## Brief
Which lines in the listing below contain the word "shrub"? Copy each of them in full.

## Extracted information
[Begin]

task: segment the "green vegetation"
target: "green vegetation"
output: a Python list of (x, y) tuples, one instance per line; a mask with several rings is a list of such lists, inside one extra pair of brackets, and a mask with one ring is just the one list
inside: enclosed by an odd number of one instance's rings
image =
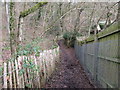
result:
[(79, 36), (80, 34), (77, 32), (66, 32), (63, 35), (63, 38), (65, 40), (65, 44), (67, 45), (67, 47), (74, 47), (74, 43), (76, 40), (76, 36)]

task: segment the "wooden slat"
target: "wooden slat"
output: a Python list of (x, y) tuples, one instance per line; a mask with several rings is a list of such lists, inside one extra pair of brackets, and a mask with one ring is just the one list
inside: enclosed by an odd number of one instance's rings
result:
[[(37, 57), (35, 57), (35, 56), (34, 56), (34, 63), (36, 65), (36, 69), (38, 69), (37, 68), (37, 66), (38, 66), (38, 64), (37, 64)], [(40, 78), (39, 78), (39, 72), (38, 72), (38, 70), (37, 70), (37, 77), (38, 77), (38, 87), (40, 88)]]
[(16, 81), (17, 81), (17, 88), (20, 88), (20, 82), (19, 82), (19, 73), (18, 73), (18, 63), (17, 60), (15, 60), (15, 69), (16, 69)]
[[(14, 70), (14, 62), (12, 61), (12, 69)], [(15, 78), (15, 71), (12, 73), (13, 74), (13, 85), (14, 85), (14, 88), (16, 88), (16, 78)]]
[(9, 78), (9, 83), (10, 83), (10, 88), (12, 88), (12, 68), (11, 68), (11, 62), (9, 62), (9, 74), (10, 74), (10, 78)]

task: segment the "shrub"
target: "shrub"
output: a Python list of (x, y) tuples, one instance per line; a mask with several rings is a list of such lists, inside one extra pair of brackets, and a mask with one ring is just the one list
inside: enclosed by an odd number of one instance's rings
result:
[(64, 41), (65, 45), (67, 45), (67, 47), (74, 47), (74, 43), (77, 35), (78, 33), (75, 33), (75, 32), (64, 33), (63, 38), (65, 40)]

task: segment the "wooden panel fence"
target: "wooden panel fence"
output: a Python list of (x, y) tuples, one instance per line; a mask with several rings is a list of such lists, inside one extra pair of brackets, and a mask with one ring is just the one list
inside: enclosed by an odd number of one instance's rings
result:
[(77, 58), (98, 87), (120, 88), (119, 51), (120, 23), (75, 43)]
[(59, 61), (59, 47), (44, 50), (39, 56), (20, 56), (4, 62), (0, 71), (2, 88), (41, 88)]

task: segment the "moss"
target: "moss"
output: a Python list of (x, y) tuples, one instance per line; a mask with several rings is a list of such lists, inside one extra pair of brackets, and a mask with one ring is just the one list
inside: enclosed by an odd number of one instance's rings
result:
[(20, 12), (20, 18), (21, 17), (26, 17), (27, 15), (29, 15), (30, 13), (33, 13), (34, 11), (36, 11), (37, 9), (39, 9), (40, 7), (42, 7), (45, 4), (47, 4), (47, 2), (39, 2), (35, 6), (29, 8), (28, 10)]

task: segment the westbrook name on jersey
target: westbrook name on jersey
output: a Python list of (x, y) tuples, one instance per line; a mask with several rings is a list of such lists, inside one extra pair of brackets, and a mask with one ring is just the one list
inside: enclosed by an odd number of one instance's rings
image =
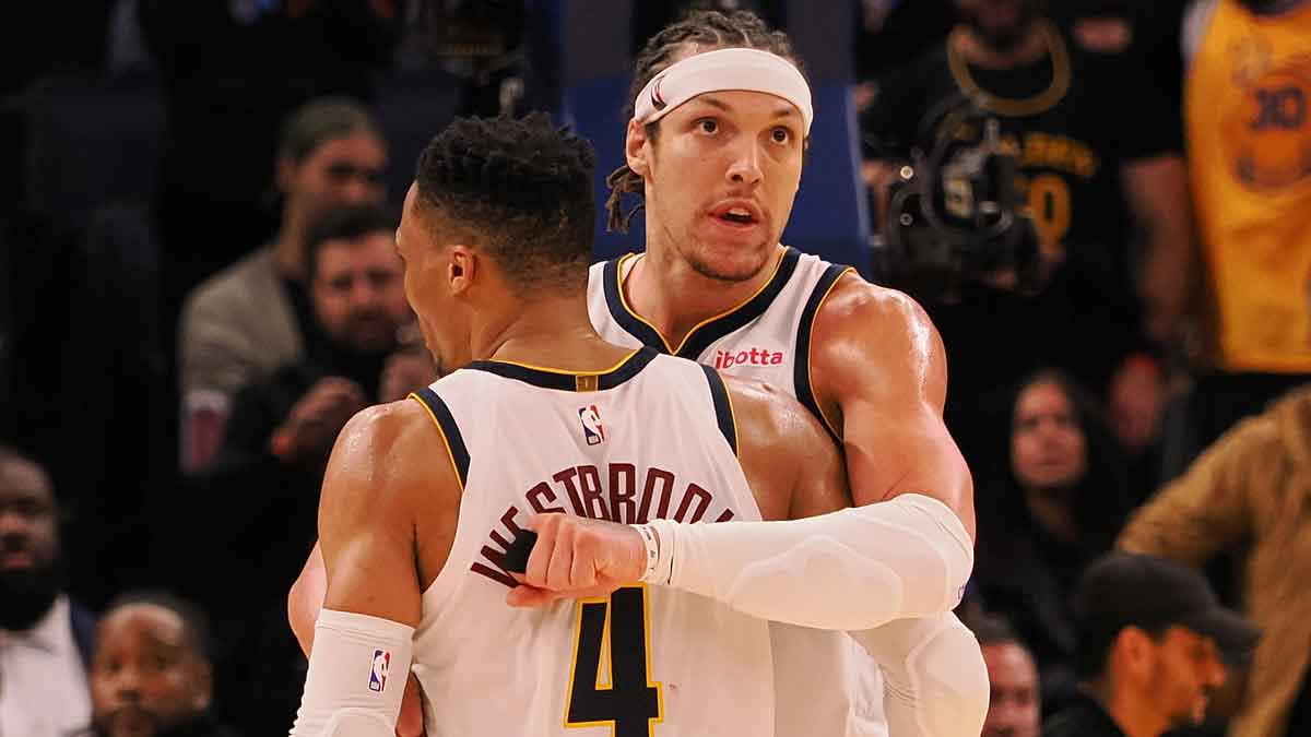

[End]

## Answer to the exercise
task: segment the "shrub"
target: "shrub"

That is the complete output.